| AIM OF THE EXERCISE |
From the first line to the last, repeat the data below exactly.

| DATA FOR PROCESSING |
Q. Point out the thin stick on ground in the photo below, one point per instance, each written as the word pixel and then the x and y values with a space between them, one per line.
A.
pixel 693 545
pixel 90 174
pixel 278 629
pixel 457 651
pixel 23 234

| SOLUTION TO THE PROBLEM |
Q. Point out the thin stick on ground in the photo below, one point per instance, each written as the word pixel and then the x and y values with a space between them, one per line.
A.
pixel 693 545
pixel 90 174
pixel 278 629
pixel 457 651
pixel 23 234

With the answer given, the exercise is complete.